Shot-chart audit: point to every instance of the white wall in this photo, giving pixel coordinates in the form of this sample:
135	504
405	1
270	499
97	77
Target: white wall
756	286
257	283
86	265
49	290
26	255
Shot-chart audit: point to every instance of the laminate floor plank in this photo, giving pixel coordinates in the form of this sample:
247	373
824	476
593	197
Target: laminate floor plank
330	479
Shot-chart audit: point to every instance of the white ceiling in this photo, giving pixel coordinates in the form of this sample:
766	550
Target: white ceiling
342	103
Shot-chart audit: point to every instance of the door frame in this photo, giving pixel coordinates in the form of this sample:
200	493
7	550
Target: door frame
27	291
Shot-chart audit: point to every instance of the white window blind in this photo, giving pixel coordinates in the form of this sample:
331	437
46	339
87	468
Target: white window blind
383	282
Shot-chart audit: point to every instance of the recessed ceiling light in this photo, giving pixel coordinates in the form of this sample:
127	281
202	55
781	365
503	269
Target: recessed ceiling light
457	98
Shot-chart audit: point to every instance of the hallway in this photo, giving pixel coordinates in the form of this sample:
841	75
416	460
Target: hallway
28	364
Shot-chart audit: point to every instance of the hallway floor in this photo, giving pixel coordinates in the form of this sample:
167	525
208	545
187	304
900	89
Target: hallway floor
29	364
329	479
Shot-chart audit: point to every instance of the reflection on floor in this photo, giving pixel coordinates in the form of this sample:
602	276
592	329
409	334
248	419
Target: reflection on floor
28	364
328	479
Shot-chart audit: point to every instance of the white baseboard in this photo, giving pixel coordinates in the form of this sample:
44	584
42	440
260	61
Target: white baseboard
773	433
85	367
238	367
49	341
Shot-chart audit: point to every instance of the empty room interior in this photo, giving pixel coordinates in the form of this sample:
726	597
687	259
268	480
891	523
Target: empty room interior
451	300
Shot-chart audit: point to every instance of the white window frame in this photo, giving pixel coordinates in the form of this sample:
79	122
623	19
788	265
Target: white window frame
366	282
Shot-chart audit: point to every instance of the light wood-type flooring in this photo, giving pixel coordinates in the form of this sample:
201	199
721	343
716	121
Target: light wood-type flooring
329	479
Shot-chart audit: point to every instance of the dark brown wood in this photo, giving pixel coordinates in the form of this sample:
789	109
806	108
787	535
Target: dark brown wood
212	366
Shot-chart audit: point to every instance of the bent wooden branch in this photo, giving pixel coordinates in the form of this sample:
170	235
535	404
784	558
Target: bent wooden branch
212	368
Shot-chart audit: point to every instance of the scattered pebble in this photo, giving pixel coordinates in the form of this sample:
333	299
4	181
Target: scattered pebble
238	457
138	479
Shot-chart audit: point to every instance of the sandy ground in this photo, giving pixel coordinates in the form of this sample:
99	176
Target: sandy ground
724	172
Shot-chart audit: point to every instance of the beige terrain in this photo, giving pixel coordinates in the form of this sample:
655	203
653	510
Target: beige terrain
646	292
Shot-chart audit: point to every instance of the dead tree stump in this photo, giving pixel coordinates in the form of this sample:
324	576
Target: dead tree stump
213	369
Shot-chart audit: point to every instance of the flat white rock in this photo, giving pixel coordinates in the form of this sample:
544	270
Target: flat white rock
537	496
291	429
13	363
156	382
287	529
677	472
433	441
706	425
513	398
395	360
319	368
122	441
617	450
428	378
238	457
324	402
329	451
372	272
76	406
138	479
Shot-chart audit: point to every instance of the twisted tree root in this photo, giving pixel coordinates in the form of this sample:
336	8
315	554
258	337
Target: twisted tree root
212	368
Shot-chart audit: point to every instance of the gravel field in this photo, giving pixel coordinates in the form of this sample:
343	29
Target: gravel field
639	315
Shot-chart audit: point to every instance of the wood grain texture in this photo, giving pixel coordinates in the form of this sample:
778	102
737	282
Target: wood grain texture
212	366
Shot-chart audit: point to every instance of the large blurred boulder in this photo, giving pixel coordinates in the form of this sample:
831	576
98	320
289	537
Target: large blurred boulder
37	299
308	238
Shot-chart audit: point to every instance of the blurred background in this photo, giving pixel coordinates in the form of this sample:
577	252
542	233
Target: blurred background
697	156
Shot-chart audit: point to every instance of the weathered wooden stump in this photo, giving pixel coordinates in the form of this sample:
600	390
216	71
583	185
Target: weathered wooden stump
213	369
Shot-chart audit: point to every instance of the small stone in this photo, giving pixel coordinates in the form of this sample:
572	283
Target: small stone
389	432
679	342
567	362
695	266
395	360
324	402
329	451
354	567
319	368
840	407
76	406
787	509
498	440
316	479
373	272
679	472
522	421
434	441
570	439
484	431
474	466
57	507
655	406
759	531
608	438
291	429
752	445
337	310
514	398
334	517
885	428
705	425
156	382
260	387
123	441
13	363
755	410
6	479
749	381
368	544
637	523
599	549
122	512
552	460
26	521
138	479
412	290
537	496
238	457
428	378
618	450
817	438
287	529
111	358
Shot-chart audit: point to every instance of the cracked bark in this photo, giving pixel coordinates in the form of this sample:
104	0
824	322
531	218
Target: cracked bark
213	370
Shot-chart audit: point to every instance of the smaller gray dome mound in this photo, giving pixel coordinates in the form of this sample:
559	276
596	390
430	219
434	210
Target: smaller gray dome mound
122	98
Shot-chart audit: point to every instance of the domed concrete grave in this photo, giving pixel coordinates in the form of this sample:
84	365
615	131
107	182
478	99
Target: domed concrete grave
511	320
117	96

## Goal:
Render all the lines above as a Markdown table with two columns, No. and Text. Number each row and leave out any blank lines.

## Worked solution:
| No. | Text |
|---|---|
| 1 | Shot-chart audit: point to every instance of the white wall in this photo, giving pixel coordinates in the form of this sample: |
| 2 | 135	504 |
| 3 | 405	1 |
| 4 | 270	499 |
| 5 | 97	77 |
| 6 | Target: white wall |
| 7 | 756	286 |
| 8 | 257	283 |
| 9 | 86	265 |
| 10 | 49	290 |
| 11 | 26	255 |
| 12 | Shot-chart audit: point to every instance of the laminate floor plank in this photo, giving pixel coordinates in the form of this sample: |
| 13 | 247	373 |
| 14 | 824	476 |
| 15 | 593	197 |
| 16 | Target: laminate floor plank |
| 17 | 330	479 |
| 18 | Shot-chart audit: point to every instance of the white ceiling in this photo, giving pixel coordinates in the form of this sample: |
| 19 | 766	550 |
| 20 | Target: white ceiling |
| 21 | 342	103 |
| 22 | Shot-chart audit: point to every instance of the door frame in this photo, giving pixel coordinates in the form of this sample: |
| 23 | 200	493 |
| 24 | 7	550 |
| 25 | Target: door frame |
| 26 | 27	291 |
| 27 | Shot-chart audit: point to every instance of the white window blind in this photo, giving pixel coordinates in the form of this sample: |
| 28 | 331	437 |
| 29 | 46	339 |
| 30 | 87	468 |
| 31 | Target: white window blind |
| 32 | 383	282 |
| 33 | Shot-chart audit: point to every instance of the recessed ceiling light in this photo, giving pixel coordinates in the form of this sample: |
| 34 | 127	281 |
| 35 | 202	55 |
| 36 | 781	365 |
| 37 | 503	269 |
| 38 | Target: recessed ceiling light |
| 39 | 457	98 |
| 40 | Shot-chart audit: point to every instance of the hallway in this photo, giving pixel coordinates in the form of this sample: |
| 41 | 841	75 |
| 42 | 416	460 |
| 43 | Target: hallway |
| 44 | 28	364 |
| 45 | Shot-chart audit: point to every instance of the hallway floor in this photo, giving pixel coordinates in the form of this sample: |
| 46 | 167	525 |
| 47 | 208	545 |
| 48 | 187	304 |
| 49 | 900	89 |
| 50 | Target: hallway floor |
| 51 | 29	364 |
| 52 | 329	479 |
| 53 | Shot-chart audit: point to every instance of the reflection on floor in this photo, giving pixel coordinates in the form of this sample: |
| 54 | 602	276 |
| 55 | 592	329 |
| 56 | 409	334 |
| 57 | 248	419 |
| 58 | Target: reflection on floor |
| 59 | 28	364 |
| 60 | 328	479 |
| 61 | Shot-chart audit: point to every instance of the white baseboard in this photo, giving pixel coordinates in the form of this sample: |
| 62 | 44	584 |
| 63 | 42	440 |
| 64 | 260	61 |
| 65 | Target: white baseboard |
| 66 | 773	433 |
| 67 | 85	367 |
| 68 | 238	367 |
| 69 | 49	341 |
| 70 | Shot-chart audit: point to every instance of the empty room interior in this photo, giving pixel coordinates in the form of this sample: |
| 71 | 726	597 |
| 72 | 687	259 |
| 73 | 268	480 |
| 74 | 891	523 |
| 75 | Target: empty room interior |
| 76 | 451	300 |
| 77 | Shot-chart audit: point to every instance of the white window frame in this photo, giving pixel coordinates in the form of this sample: |
| 78 | 79	122 |
| 79 | 623	19 |
| 80 | 788	265 |
| 81 | Target: white window frame |
| 82 | 366	282 |
| 83 | Shot-chart audit: point to every instance of the light wood-type flooring in this photo, giving pixel coordinates in the form of this sample: |
| 84 | 201	199 |
| 85 | 721	343 |
| 86 | 716	121 |
| 87 | Target: light wood-type flooring |
| 88 | 329	479 |
| 89 | Shot-chart audit: point to every instance of the dark brown wood in this photo, giving pixel coordinates in the form of this sample: |
| 90 | 789	109 |
| 91 | 806	108 |
| 92 | 787	535 |
| 93 | Target: dark brown wood |
| 94 | 212	366 |
| 95 | Shot-chart audit: point to every instance of the bent wooden branch in this photo, giving pixel coordinates in the form of this sample: |
| 96 | 170	235 |
| 97 | 535	404 |
| 98 | 784	558 |
| 99 | Target: bent wooden branch |
| 100 | 212	368 |
| 101 | Shot-chart audit: point to every instance of the scattered pebble in this photo, giving pixel coordinates in the form of this sample: |
| 102 | 333	299 |
| 103 | 4	181 |
| 104 | Target: scattered pebble |
| 105 | 238	457 |
| 106 | 138	479 |
| 107 | Shot-chart audit: point to every instance of the sandy ground in this photo, giving pixel coordinates in the form of this sample: |
| 108 | 99	176 |
| 109 | Target: sandy ground |
| 110 | 724	172 |
| 111 | Shot-chart audit: point to every instance of the beige terrain in this photo, giving pixel coordinates in the form of this sample: |
| 112 | 655	203 |
| 113 | 653	510 |
| 114 | Target: beige terrain |
| 115 | 646	292 |
| 116 | Shot-chart audit: point to every instance of the dead tree stump in this photo, giving pixel coordinates in the form of this sample: |
| 117 | 324	576 |
| 118 | Target: dead tree stump |
| 119 | 213	369 |
| 120 | Shot-chart audit: point to every instance of the flat white rock in this photo, giving pixel coordinates in the form of this sample: |
| 121 | 544	270 |
| 122 | Target: flat white rock |
| 123 | 537	496 |
| 124 | 291	429 |
| 125 | 13	363 |
| 126 | 156	382 |
| 127 | 287	529 |
| 128 | 677	472 |
| 129 | 433	441 |
| 130 | 706	425 |
| 131 | 513	398 |
| 132 | 395	360 |
| 133 | 319	368 |
| 134 | 122	441 |
| 135 | 617	450 |
| 136 | 428	378 |
| 137 | 238	457 |
| 138 | 324	402 |
| 139 | 329	451 |
| 140 | 372	272 |
| 141 | 76	406 |
| 142 | 138	479 |
| 143 | Shot-chart audit: point to every instance of the twisted tree root in this photo, giving pixel coordinates in the form of this sample: |
| 144 | 336	8 |
| 145 | 315	554 |
| 146 | 258	337 |
| 147 | Target: twisted tree root |
| 148 | 212	368 |
| 149 | Shot-chart audit: point to every instance of the gravel field in this photo, giving pixel coordinates in the form of this sample: |
| 150 | 343	29 |
| 151 | Target: gravel field |
| 152 | 639	315 |
| 153 | Shot-chart audit: point to every instance of the wood grain texture in this photo, giving pixel coordinates in the form of this sample: |
| 154 | 778	102 |
| 155 | 737	282 |
| 156 | Target: wood grain texture |
| 157 | 212	366 |
| 158 | Shot-chart audit: point to every instance of the large blurred boulder in this photo, giving pixel coordinates in the form of this sample: |
| 159 | 831	576 |
| 160 | 98	320 |
| 161 | 289	537 |
| 162 | Target: large blurred boulder |
| 163 | 37	299 |
| 164 | 308	238 |
| 165 | Shot-chart audit: point to every instance of the blurred background in this photo, giving pixel coordinates in the form of this sample: |
| 166 | 577	252 |
| 167 | 542	233 |
| 168 | Target: blurred background |
| 169 | 697	156 |
| 170 | Shot-chart audit: point to every instance of the weathered wooden stump in this photo, giving pixel coordinates in the form of this sample: |
| 171 | 600	390 |
| 172 | 216	71 |
| 173 | 583	185 |
| 174 | Target: weathered wooden stump |
| 175 | 213	369 |
| 176 | Shot-chart audit: point to every instance of the small stone in this photo, giving pixel coordinates in the form of this sample: |
| 177 | 572	283 |
| 178 | Target: small stone |
| 179 | 389	432 |
| 180 | 679	342 |
| 181 | 567	362 |
| 182 | 695	266 |
| 183 | 395	360 |
| 184 | 324	402 |
| 185 | 329	451 |
| 186 | 354	567 |
| 187 | 319	368 |
| 188 | 840	407 |
| 189 | 76	406 |
| 190 | 787	509 |
| 191 | 498	440 |
| 192 | 316	479 |
| 193 | 373	272 |
| 194 | 679	472 |
| 195 | 522	421 |
| 196 | 434	441 |
| 197 | 570	439 |
| 198 | 484	431 |
| 199 | 474	466 |
| 200 | 57	507 |
| 201 | 655	406 |
| 202 | 759	531 |
| 203 | 608	438 |
| 204 | 291	429 |
| 205 | 752	445 |
| 206 | 337	310 |
| 207 | 514	398 |
| 208 | 334	517 |
| 209 | 885	428 |
| 210 | 705	425 |
| 211 | 156	382 |
| 212 | 260	387 |
| 213 | 123	441 |
| 214 | 13	363 |
| 215 | 755	410 |
| 216 | 6	479 |
| 217 | 749	381 |
| 218 | 368	544 |
| 219 | 637	523 |
| 220 | 599	549 |
| 221 | 122	512 |
| 222 | 552	460 |
| 223 | 26	521 |
| 224 | 138	479 |
| 225 | 412	290 |
| 226 | 537	496 |
| 227 | 238	457 |
| 228 | 428	378 |
| 229 | 618	450 |
| 230 | 817	438 |
| 231 | 287	529 |
| 232 | 111	358 |
| 233 | Shot-chart audit: point to every instance of the cracked bark in this photo, giving pixel coordinates in the form of this sample: |
| 234 | 104	0 |
| 235 | 824	322 |
| 236 | 531	218 |
| 237 | Target: cracked bark |
| 238 | 213	370 |
| 239 | Shot-chart audit: point to every instance of the smaller gray dome mound in this photo, giving pixel coordinates in the form of this sample: |
| 240 | 559	276 |
| 241 | 596	390 |
| 242 | 430	219 |
| 243 | 434	210 |
| 244 | Target: smaller gray dome mound |
| 245 | 122	98 |
| 246 | Shot-chart audit: point to every instance of the domed concrete grave in this photo, giving pixel coordinates in the form of this sample: |
| 247 | 84	365 |
| 248 | 615	131 |
| 249 | 107	182 |
| 250 | 478	99 |
| 251 | Target: domed concrete grave |
| 252 | 511	320 |
| 253 | 117	96 |